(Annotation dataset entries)
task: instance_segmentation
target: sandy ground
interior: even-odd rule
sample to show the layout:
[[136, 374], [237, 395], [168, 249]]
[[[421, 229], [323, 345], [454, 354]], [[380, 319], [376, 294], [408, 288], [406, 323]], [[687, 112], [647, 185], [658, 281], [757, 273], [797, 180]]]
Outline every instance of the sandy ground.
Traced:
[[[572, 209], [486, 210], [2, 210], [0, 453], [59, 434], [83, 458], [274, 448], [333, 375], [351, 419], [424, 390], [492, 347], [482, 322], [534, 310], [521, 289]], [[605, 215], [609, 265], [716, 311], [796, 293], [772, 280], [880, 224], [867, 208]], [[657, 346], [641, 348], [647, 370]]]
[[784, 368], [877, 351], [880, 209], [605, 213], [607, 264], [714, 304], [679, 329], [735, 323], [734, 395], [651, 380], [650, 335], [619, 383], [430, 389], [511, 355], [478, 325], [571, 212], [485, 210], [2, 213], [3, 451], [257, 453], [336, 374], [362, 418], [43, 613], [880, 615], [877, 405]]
...
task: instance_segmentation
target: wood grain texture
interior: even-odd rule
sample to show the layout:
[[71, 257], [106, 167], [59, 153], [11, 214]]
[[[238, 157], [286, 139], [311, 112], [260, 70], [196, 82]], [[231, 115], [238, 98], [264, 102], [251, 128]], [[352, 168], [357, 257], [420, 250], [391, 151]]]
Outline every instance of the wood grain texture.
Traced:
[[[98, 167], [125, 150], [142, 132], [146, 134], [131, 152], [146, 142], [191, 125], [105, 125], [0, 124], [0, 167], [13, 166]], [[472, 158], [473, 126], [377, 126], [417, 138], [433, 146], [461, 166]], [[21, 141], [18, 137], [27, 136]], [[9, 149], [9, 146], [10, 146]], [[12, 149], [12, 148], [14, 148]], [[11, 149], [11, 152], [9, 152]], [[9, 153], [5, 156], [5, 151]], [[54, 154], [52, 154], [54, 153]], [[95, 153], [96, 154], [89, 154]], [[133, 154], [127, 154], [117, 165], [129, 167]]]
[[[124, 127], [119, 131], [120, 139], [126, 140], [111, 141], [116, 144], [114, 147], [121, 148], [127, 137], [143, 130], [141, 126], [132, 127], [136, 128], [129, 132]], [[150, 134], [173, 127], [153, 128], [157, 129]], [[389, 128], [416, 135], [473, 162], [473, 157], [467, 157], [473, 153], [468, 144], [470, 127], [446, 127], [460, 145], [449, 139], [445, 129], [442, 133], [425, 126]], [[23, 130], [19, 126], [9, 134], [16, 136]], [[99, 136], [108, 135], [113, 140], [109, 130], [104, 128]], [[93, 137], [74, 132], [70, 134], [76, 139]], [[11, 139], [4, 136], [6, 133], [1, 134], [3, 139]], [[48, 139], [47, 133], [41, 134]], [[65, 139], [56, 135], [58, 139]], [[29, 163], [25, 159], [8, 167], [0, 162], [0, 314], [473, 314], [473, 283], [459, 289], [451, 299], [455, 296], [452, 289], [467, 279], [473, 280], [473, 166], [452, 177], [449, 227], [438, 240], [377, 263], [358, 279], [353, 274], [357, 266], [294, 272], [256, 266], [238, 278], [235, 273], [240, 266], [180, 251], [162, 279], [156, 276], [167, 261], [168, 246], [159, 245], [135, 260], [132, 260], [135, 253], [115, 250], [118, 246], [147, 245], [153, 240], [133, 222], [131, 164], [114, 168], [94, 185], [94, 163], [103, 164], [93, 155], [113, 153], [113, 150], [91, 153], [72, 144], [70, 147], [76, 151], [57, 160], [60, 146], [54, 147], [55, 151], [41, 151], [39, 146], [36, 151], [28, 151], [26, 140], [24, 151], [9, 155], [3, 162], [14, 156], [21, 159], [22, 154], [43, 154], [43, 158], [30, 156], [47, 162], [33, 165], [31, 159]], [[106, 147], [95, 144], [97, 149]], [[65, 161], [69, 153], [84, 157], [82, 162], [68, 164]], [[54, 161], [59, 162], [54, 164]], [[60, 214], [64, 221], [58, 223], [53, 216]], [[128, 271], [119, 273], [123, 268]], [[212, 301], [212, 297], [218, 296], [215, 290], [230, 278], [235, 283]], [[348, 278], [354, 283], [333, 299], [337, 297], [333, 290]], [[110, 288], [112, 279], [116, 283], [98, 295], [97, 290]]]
...
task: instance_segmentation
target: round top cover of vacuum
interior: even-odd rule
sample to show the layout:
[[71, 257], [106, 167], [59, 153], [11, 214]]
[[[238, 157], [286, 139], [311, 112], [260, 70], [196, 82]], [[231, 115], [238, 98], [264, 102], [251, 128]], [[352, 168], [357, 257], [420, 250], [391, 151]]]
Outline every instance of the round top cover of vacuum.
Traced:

### Given instruction:
Count the lines in the records above that contain the string "vacuum", matching case exactly, and reply with only the number.

### Solution to the problem:
2